STATED TASK:
Swap "sky" for "heavens" everywhere it appears in the data below, and reproduce everything else without change.

DATA LINES:

▬▬▬▬▬▬▬▬▬▬

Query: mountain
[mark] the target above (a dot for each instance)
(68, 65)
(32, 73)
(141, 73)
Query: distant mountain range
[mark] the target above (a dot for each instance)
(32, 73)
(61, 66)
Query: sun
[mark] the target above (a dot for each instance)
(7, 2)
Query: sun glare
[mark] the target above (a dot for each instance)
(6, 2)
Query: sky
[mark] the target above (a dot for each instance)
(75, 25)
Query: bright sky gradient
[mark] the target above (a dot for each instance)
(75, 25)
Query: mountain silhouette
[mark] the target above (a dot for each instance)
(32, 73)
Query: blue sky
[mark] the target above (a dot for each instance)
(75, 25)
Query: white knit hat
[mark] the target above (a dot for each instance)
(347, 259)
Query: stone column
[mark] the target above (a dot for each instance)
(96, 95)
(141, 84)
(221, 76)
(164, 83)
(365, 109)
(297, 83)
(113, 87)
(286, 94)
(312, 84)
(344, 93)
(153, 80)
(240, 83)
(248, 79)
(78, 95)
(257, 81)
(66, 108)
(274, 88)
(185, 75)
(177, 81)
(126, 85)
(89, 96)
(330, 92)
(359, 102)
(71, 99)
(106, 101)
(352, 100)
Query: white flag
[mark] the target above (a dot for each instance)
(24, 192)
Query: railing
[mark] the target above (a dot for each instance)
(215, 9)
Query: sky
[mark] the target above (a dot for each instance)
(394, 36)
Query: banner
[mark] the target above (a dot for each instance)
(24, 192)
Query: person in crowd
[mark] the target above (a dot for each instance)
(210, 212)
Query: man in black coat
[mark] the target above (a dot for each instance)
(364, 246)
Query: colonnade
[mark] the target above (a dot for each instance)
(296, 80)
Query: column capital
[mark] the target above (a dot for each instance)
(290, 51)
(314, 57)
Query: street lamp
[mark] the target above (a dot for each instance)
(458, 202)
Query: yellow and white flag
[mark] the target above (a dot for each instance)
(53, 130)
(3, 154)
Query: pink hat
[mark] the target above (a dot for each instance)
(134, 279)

▬▬▬▬▬▬▬▬▬▬

REPLY:
Query: mountain
[mark] the target above (a dot for each instance)
(68, 65)
(32, 73)
(141, 73)
Query: distant mountain range
[mark] the target above (a dot for each instance)
(32, 73)
(61, 66)
Query: sun
[mark] the target above (a dot for each instance)
(7, 2)
Query: sun glare
[mark] the target above (a dot for each instance)
(6, 2)
Query: heavens
[mark] the target above (a dot for each instance)
(75, 25)
Query: bright heavens gradient
[mark] the target above (a dot for each instance)
(75, 25)
Query: mountain silhouette
[mark] the target above (a dot for each instance)
(32, 73)
Query: blue heavens
[mark] the target above (a dot for each instance)
(75, 25)
Query: white knit hat
[mark] the target above (a dot for each instance)
(347, 259)
Query: stone column
[mark] the target above (a dot for each instance)
(96, 95)
(141, 84)
(221, 76)
(164, 83)
(365, 109)
(297, 83)
(113, 87)
(286, 94)
(312, 84)
(344, 93)
(153, 80)
(240, 83)
(248, 79)
(78, 95)
(257, 81)
(66, 108)
(274, 88)
(185, 75)
(177, 81)
(126, 85)
(89, 96)
(330, 92)
(359, 102)
(71, 99)
(106, 101)
(352, 100)
Query: white flag
[mark] the target above (a dot for each instance)
(24, 192)
Query: railing
[mark] the target above (a dot for each instance)
(215, 9)
Query: heavens
[mark] the target above (a dot for each instance)
(394, 36)
Query: banner
[mark] the target above (a dot for each instance)
(24, 192)
Query: person in crowd
[mark] the target above (a dot for each instance)
(210, 212)
Query: man in black coat
[mark] the target above (a dot for each instance)
(364, 246)
Query: colonnade
[mark] the target above (a dot for each instance)
(296, 80)
Query: column capital
[mark] the target above (a dot for each instance)
(290, 51)
(314, 57)
Query: street lamp
[mark] the target above (a dot for each instance)
(458, 202)
Query: yellow and white flag
[mark] the target above (a dot for each instance)
(53, 130)
(3, 154)
Query: pink hat
[mark] the target above (a dot for each instance)
(134, 279)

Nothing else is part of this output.